> _Excerpt_
----

I told him to make arrangements to get there because I would use the time he was gone to clean the house so he wouldn't smell anything.
I don't know why, but I feel this is getting to me quicker than it did before.
I want to tell you all his "reason" for refusing to put the empty milk jugs in the outside garbage can.... ready? It is because they fill the can up! Now, when we take the garbage out on Sunday nite and put the jugs in the can there is no problem. I think, but am not certain, that in his mind the jugs have to go on top of the kitchen garbage bags in the outside can. He never use to "think" like this.
He never use to be like that about the milk jugs or the chicken bones. Only the last few years did that stuff start.
Call his bluff! Crush the milk bottles/cartons with your foot. Issue solved.
And stand your ground on the unnecessary doctor visits too - his doctors will probably be grateful.
Update - He had to cancel all his apts. due to the abnormally cold weather. I also wasn't driving. His daughter never got back to him. As I have said before, nothing in it for her.
We will see what happens now that it is warming up.
prayers go out to you. I empathize.
Well, I had him backed down on the Doc. visits until today. Here we go AGAIN! Another visit to the Doc so he can get meds that, I guarantee you, he won't take after a day or two because he "has various reactions to them" BUT won't call the Doc about it. He won't tell me he stopped because I would call the Doc and see about his symptoms, like are they real or imaginary. The pattern is that he will wait a week or so after stopping meds and then go back for another prescription and will do the same thing.
As for memory etc., he claimed that he received a bill from the hospital for his last scan, put it on his desk and now it wasn't there. What did I do with it, etc.? After spending a lot of time looking for it, through things, etc., he called the hospital only to be told that they hadn't billed him for it yet!
I told him I am not going today, I have things to do, like a hair appointment and he is having a snit that I don't give a darn about him. I cannot tell you how many apts. for things I have cancelled in the past dealing with this. BUT, note, I HAVE THE CAR so he can't drive because I am concerned about that after he had the incident where he totally didn't recognize where he was.
It can be terribly frustrating. Recently, my dad started back with some of his fixations that are trying to tolerate. He will go on and on about nothing and be extremely demanding and agitated. I’m discussing it with his doctor to see about increasing his meds.

----

[Records from a collection]
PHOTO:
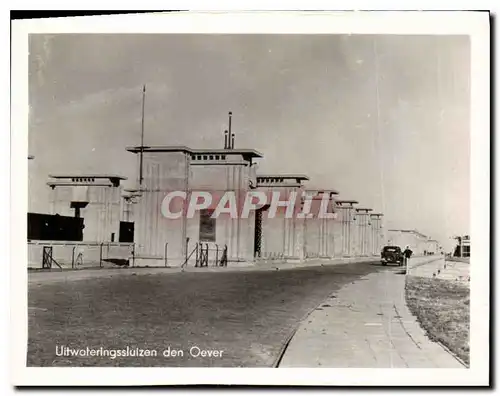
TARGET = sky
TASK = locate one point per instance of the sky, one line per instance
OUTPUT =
(382, 119)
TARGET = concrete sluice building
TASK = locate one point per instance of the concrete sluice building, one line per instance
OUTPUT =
(258, 237)
(158, 220)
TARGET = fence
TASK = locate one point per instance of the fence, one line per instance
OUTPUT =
(74, 255)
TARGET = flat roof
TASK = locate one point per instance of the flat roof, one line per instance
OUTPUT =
(95, 176)
(283, 176)
(251, 153)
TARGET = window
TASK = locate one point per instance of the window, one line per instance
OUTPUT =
(207, 226)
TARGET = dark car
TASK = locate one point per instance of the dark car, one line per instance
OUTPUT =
(392, 254)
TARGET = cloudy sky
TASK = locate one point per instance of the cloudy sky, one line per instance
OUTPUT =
(383, 119)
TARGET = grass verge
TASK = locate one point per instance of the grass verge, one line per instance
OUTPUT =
(442, 308)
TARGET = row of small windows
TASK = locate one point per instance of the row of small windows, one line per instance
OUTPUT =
(208, 157)
(82, 179)
(277, 180)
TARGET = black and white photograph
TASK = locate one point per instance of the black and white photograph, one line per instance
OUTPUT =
(273, 191)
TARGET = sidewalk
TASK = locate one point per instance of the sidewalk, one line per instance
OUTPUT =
(365, 325)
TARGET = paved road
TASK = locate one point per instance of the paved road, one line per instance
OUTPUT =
(246, 314)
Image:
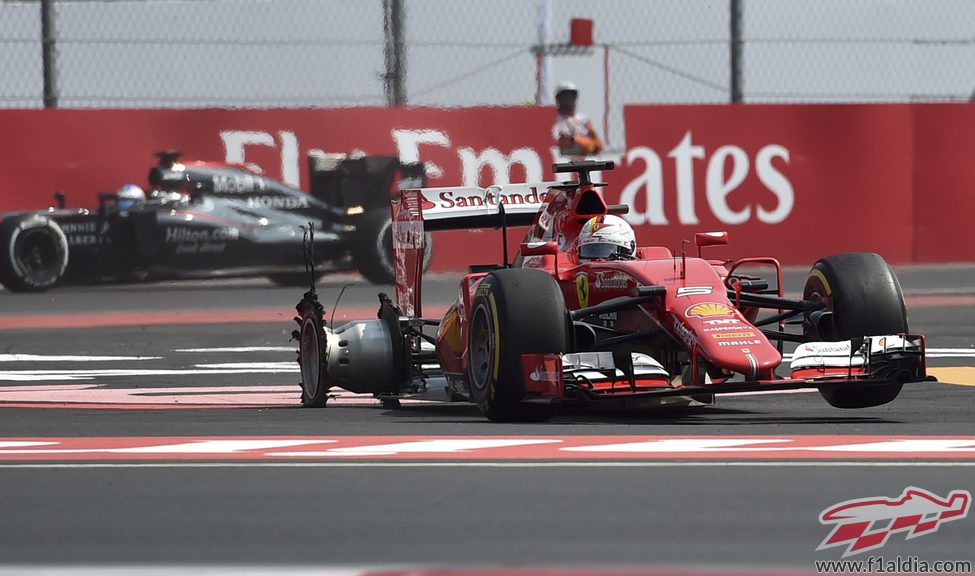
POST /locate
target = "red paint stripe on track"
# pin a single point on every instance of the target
(173, 317)
(490, 448)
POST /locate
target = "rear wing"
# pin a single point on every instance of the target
(424, 210)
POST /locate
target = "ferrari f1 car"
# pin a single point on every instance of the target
(205, 219)
(657, 328)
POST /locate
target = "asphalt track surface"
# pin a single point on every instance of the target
(107, 393)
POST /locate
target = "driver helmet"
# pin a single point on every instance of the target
(128, 196)
(608, 237)
(566, 87)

----

> _What is being asked_
Copy the caregiving forum text word for word, everything from "I don't know" down to "foot. Issue solved.".

> _Answer_
I don't know why, but I feel this is getting to me quicker than it did before.
I want to tell you all his "reason" for refusing to put the empty milk jugs in the outside garbage can.... ready? It is because they fill the can up! Now, when we take the garbage out on Sunday nite and put the jugs in the can there is no problem. I think, but am not certain, that in his mind the jugs have to go on top of the kitchen garbage bags in the outside can. He never use to "think" like this.
He never use to be like that about the milk jugs or the chicken bones. Only the last few years did that stuff start.
Call his bluff! Crush the milk bottles/cartons with your foot. Issue solved.